* Instruction:
Write out, verbatim, the lines of the items from the line containing "Detect bare arm across the entire image." through the line containing "[375,436,455,457]", including both of those lines.

* Materials provided:

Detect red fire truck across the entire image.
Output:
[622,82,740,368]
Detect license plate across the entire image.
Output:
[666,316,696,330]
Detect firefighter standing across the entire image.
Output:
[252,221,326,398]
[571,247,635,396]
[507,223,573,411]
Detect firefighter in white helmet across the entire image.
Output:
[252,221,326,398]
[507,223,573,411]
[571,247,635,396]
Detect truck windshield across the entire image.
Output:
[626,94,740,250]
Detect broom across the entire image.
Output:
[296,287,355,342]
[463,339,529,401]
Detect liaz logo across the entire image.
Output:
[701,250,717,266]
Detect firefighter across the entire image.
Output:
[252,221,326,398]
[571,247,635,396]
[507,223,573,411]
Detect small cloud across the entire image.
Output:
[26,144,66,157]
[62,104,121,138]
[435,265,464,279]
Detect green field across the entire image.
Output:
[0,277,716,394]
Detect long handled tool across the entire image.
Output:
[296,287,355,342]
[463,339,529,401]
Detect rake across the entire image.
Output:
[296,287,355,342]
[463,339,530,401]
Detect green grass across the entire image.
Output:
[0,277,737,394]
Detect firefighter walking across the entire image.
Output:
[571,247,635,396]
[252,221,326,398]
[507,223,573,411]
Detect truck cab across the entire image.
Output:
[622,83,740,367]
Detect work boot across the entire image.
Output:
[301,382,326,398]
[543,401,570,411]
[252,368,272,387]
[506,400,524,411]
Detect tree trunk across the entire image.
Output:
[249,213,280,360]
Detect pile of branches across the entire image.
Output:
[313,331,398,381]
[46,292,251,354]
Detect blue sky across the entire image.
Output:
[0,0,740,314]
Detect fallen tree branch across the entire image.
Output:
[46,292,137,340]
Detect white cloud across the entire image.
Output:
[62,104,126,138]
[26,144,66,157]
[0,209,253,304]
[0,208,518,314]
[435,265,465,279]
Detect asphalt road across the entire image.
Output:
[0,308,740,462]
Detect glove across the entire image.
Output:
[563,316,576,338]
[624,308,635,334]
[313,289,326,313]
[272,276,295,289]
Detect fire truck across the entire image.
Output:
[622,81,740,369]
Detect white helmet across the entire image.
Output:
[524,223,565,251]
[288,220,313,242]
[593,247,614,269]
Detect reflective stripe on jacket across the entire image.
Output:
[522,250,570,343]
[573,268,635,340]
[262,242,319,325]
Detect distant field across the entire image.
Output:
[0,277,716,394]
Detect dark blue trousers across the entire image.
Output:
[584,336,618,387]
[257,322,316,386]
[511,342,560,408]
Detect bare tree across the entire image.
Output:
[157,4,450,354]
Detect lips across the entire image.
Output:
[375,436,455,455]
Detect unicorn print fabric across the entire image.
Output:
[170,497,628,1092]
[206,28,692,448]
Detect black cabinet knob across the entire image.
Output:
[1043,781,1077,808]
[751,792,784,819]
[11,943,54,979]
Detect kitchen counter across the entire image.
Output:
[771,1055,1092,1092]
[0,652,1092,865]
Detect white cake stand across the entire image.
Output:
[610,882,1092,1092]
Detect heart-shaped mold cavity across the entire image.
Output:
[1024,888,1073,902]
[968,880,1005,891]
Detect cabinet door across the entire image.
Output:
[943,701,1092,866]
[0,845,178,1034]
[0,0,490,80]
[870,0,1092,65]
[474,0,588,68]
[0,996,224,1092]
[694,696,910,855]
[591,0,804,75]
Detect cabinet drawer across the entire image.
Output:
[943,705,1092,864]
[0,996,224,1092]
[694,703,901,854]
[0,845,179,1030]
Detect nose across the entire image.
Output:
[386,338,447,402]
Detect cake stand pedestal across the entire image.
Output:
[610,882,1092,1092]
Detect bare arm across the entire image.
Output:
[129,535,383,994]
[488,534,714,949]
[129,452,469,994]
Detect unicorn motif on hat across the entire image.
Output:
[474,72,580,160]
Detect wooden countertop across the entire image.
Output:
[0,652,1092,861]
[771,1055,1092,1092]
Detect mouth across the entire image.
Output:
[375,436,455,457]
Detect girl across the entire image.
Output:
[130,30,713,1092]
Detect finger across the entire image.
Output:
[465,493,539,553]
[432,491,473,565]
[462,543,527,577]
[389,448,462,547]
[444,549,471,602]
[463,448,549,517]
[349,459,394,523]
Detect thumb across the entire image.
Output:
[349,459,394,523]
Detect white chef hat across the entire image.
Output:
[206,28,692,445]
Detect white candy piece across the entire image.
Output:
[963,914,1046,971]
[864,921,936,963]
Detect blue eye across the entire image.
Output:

* Answer for this exercise:
Detect bare arm across the entire image.
Output:
[129,535,383,994]
[488,534,714,949]
[129,452,469,994]
Detect unicorn motif on hat across the entire image.
Output:
[474,72,580,160]
Detect wooden countertop across the entire image.
Output:
[0,652,1092,861]
[771,1055,1092,1092]
Detect mouth across the entire image.
Output:
[375,436,455,457]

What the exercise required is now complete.